• **Provided text**:

◆ ◆ ◆ ◆

Signed-off-by: Tejun Heo <tj@kernel.org>
Cc: Christine Caulfield <ccaulfie@redhat.com>
Cc: David Teigland <teigland@redhat.com>
Signed-off-by: Andrew Morton <akpm@linux-foundation.org>
Signed-off-by: Linus Torvalds <torvalds@linux-foundation.org>


# da8c6663 15-Nov-2012 David Teigland <teigland@redhat.com>

dlm: fix lvb invalidation conditions

When a node is removed that held a PW/EX lock, the
existing master node should invalidate the lvb on the
resource due to the purged lock.

Previously, the existing master node was invalidating
the lvb if it found only NL/CR locks on the resource
during recovery for the removed node. This could lead
to cases where it invalidated the lvb and shouldn't
have, or cases where it should have invalidated and
didn't.

When recovery selects a *new* master node for a
resource, and that new master finds only NL/CR locks
on the resource after lock recovery, it should
invalidate the lvb. This case was handled correctly
(but was incorrectly applied to the existing master
case also.)

When a process exits while holding a PW/EX lock,
the lvb on the resource should be invalidated.
This was not happening.

The lvb contents and VALNOTVALID flag should be
recovered before granting locks in recovery so that
the recovered lvb state is provided in the callback.
The lvb was being recovered after the lock was granted.

Signed-off-by: David Teigland <teigland@redhat.com>


# c503a621 05-Jun-2012 David Teigland <teigland@redhat.com>

dlm: fix conversion deadlock from recovery

The process of rebuilding locks on a new master during
recovery could re-order the locks on the convert queue,
creating an "in place" conversion deadlock that would
not be resolved. Fix this by not considering queue
order when granting conversions after recovery.

Signed-off-by: David Teigland <teigland@redhat.com>


# 6d768177 05-Jun-2012 David Teigland <teigland@redhat.com>

dlm: use wait_event_timeout

Use wait_event_timeout to avoid using a timer
directly.

Signed-off-by: David Teigland <teigland@redhat.com>


# 1d7c484e 15-May-2012 David Teigland <teigland@redhat.com>

dlm: use idr instead of list for recovered rsbs

When a large number of resources are being recovered,
a linear search of the recover_list takes a long time.
Use an idr in place of a list.

Signed-off-by: David Teigland <teigland@redhat.com>


# c04fecb4 10-May-2012 David Teigland <teigland@redhat.com>

dlm: use rsbtbl as resource directory

Remove the dir hash table (dirtbl), and use
the rsb hash table (rsbtbl) as the resource
directory. It has always been an unnecessary
duplication of information.

◆ ◆ ◆ ◆

• **Dataset excerpt**:
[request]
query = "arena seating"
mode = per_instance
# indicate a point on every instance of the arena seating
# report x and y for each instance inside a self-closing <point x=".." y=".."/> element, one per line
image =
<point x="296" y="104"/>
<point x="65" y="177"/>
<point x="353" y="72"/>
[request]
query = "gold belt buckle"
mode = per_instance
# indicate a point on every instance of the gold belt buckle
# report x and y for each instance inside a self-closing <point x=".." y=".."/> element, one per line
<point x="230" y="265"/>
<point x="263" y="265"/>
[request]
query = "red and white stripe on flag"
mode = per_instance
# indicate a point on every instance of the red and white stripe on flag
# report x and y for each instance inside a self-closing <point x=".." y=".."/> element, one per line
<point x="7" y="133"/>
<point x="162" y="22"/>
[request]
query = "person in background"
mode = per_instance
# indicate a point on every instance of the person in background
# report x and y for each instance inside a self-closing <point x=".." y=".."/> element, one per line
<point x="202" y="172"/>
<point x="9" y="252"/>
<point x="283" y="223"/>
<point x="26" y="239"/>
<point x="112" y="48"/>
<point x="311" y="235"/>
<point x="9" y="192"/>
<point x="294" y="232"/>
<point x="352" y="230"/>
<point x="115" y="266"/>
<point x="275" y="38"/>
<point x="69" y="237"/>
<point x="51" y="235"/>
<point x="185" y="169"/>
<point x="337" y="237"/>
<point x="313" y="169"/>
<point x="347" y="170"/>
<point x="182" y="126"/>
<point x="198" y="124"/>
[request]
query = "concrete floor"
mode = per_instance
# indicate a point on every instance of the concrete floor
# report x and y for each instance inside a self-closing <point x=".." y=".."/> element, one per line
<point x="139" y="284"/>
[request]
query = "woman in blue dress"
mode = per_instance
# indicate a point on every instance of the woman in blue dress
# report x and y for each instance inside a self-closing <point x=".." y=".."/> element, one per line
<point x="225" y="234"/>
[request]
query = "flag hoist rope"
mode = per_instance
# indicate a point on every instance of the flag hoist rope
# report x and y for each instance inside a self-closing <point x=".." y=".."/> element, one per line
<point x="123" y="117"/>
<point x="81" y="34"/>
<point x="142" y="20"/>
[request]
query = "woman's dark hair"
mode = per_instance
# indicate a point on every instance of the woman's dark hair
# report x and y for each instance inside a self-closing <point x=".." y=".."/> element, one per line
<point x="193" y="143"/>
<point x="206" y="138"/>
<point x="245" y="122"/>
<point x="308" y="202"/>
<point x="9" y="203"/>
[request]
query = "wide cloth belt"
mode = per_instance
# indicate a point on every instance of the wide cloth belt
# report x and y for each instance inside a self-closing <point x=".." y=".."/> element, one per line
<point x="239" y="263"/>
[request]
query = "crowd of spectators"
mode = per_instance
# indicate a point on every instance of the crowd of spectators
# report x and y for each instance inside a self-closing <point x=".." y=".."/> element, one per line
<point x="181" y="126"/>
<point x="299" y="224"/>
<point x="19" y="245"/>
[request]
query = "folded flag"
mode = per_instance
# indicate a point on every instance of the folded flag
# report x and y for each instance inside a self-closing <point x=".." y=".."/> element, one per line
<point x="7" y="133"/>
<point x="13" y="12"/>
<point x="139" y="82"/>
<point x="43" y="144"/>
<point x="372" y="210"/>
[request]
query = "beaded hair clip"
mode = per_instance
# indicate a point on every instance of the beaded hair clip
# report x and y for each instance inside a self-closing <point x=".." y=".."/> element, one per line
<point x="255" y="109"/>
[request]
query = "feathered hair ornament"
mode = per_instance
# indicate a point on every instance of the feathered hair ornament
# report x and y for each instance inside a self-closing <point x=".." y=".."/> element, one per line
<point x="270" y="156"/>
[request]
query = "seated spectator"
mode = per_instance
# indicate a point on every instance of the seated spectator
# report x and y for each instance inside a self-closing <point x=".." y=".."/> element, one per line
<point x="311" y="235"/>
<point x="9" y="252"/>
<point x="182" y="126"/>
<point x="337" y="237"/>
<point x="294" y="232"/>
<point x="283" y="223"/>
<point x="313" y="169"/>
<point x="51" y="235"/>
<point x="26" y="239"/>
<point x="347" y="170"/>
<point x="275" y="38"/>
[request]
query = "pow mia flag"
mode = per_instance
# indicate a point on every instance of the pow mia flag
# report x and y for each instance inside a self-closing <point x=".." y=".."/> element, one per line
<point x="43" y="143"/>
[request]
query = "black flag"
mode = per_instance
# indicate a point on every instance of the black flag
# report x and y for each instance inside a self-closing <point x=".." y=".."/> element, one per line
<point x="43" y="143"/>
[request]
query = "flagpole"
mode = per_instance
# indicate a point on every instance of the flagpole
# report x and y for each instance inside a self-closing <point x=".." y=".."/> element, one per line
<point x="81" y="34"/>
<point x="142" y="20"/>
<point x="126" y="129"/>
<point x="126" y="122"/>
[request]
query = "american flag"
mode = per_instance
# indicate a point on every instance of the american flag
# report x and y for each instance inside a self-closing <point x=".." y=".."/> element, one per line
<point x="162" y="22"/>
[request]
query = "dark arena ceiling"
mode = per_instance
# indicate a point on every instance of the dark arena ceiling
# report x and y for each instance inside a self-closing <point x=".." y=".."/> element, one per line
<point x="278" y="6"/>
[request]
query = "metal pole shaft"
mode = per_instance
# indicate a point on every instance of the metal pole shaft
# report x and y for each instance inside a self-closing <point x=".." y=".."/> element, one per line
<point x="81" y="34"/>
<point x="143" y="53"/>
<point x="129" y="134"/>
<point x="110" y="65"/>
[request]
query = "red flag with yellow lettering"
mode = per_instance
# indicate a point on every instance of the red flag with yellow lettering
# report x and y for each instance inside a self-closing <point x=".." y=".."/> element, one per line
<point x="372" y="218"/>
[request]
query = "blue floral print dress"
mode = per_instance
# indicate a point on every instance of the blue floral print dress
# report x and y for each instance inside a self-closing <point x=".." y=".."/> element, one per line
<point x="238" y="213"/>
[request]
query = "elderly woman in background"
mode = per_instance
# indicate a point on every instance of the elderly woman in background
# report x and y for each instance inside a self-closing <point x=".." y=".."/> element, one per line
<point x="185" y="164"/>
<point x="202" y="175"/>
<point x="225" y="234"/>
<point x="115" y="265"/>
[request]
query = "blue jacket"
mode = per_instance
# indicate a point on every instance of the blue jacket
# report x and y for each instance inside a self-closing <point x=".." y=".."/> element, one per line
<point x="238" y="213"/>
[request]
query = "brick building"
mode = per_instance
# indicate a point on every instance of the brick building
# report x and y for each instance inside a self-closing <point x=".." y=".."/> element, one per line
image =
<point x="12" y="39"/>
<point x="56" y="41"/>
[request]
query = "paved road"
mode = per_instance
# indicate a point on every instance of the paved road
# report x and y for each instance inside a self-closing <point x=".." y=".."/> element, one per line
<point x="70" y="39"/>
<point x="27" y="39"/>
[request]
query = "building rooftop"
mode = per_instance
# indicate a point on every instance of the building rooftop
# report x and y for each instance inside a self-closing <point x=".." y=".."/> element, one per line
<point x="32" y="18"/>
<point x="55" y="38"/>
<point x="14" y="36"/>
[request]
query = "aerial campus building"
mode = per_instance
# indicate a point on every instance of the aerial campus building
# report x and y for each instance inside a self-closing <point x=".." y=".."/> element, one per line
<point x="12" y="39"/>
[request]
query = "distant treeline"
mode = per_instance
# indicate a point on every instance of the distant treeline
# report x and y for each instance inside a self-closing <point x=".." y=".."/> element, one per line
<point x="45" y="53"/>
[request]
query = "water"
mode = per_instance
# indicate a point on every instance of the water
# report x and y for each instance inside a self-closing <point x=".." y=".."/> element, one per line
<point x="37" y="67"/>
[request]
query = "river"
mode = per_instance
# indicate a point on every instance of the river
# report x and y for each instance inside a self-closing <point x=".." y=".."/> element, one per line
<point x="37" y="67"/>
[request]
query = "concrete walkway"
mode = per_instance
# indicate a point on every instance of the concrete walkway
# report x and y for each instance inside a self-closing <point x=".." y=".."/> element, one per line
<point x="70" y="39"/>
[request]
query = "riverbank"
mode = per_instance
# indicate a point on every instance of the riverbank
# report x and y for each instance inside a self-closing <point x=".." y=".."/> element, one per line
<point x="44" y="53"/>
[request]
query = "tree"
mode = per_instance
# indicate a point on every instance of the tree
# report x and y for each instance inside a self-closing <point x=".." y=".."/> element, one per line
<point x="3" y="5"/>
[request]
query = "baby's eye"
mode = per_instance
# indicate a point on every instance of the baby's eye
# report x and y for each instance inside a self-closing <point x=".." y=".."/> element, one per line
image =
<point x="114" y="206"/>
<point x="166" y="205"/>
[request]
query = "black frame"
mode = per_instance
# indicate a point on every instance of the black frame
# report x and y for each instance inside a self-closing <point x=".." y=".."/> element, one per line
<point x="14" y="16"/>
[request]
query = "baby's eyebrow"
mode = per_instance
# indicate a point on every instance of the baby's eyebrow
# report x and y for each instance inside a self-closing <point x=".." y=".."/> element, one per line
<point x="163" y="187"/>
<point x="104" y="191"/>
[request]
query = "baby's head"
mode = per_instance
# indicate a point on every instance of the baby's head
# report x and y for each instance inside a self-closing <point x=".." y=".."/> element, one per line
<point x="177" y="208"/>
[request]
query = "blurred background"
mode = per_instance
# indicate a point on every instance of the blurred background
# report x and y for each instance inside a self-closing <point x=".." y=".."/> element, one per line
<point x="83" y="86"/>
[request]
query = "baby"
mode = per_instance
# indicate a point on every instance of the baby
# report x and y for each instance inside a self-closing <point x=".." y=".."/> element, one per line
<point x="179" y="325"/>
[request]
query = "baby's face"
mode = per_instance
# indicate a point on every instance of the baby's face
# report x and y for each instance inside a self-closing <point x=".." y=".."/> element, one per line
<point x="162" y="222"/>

◆ ◆ ◆ ◆

In the dlm commit log, how does the commit titled "dlm: fix conversion deadlock from recovery" fix the deadlock? Please answer in one sentence.

It stops considering queue order when granting conversions after recovery.